- **Work to complete**:
Reproduce the rows below, from the one containing "y=887, one point per instance." through the one containing "x=1197, y=194", both included, with requests kept unchanged. Offset every answer coordinate by adding 37 to it, but leave the requests and their sample points alone.
• • •
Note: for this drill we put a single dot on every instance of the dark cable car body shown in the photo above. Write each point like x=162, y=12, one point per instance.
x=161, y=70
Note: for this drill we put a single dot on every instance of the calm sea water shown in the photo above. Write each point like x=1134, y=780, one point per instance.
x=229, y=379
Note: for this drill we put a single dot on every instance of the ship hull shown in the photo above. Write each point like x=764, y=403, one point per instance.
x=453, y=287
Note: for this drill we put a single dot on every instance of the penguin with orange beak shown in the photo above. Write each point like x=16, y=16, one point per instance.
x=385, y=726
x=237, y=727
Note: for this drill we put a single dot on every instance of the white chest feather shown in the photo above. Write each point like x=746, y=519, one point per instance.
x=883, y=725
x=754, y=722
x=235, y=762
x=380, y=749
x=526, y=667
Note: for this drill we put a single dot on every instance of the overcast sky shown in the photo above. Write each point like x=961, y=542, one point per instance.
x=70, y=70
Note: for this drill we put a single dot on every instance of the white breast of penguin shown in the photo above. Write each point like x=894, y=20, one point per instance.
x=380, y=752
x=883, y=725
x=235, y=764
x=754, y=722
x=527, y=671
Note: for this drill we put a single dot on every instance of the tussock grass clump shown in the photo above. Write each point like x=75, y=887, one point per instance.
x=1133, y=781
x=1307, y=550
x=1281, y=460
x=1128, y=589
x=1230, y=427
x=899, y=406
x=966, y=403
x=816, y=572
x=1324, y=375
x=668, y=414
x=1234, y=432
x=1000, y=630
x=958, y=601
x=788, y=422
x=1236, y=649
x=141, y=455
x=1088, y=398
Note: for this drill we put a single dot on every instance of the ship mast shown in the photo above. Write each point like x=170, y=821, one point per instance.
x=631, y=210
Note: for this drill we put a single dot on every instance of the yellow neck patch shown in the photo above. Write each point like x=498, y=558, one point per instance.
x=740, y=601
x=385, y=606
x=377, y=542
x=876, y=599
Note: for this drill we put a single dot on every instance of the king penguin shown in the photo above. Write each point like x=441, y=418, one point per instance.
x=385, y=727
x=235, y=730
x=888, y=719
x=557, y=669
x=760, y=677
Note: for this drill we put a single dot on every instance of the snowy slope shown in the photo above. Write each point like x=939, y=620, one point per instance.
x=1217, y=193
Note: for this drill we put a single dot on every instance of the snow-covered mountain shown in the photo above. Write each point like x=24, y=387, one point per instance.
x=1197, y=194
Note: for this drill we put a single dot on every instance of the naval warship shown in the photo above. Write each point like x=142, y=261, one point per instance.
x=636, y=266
• • •
- **Correct response**:
Note: for this drill we put a single dot on every instance of the tussock grass clump shown in the photo above. Write each point like x=75, y=887, one point per instance.
x=1170, y=818
x=1344, y=587
x=1318, y=497
x=1165, y=626
x=1267, y=464
x=936, y=443
x=1003, y=440
x=853, y=609
x=1361, y=412
x=705, y=451
x=1271, y=469
x=1037, y=667
x=995, y=638
x=825, y=459
x=1273, y=686
x=178, y=492
x=1125, y=435
Note: for this drill we put a single dot on every instance of the ship mast shown in the photo above. Write each point like x=170, y=821, one point per instance.
x=668, y=247
Note: for this drill we put a single dot on every instance of the yellow neck patch shown in the photo above. Write each point like x=498, y=558, one point per instance.
x=777, y=638
x=422, y=643
x=414, y=579
x=913, y=636
Note: for this drill we put a single dot on every instance of the king penguin shown in the photo above. Write each point like x=441, y=418, one point per instance.
x=422, y=764
x=272, y=767
x=925, y=756
x=594, y=706
x=797, y=714
Note: for this drill we put a single dot on every instance of the snowy slope shown in the photo above. Write each point like x=939, y=620, one point per instance.
x=1254, y=230
Note: for this drill we put a single dot on every instance of the snow-covered mountain shown in the photo above. Write each point like x=24, y=387, one point per instance.
x=1234, y=231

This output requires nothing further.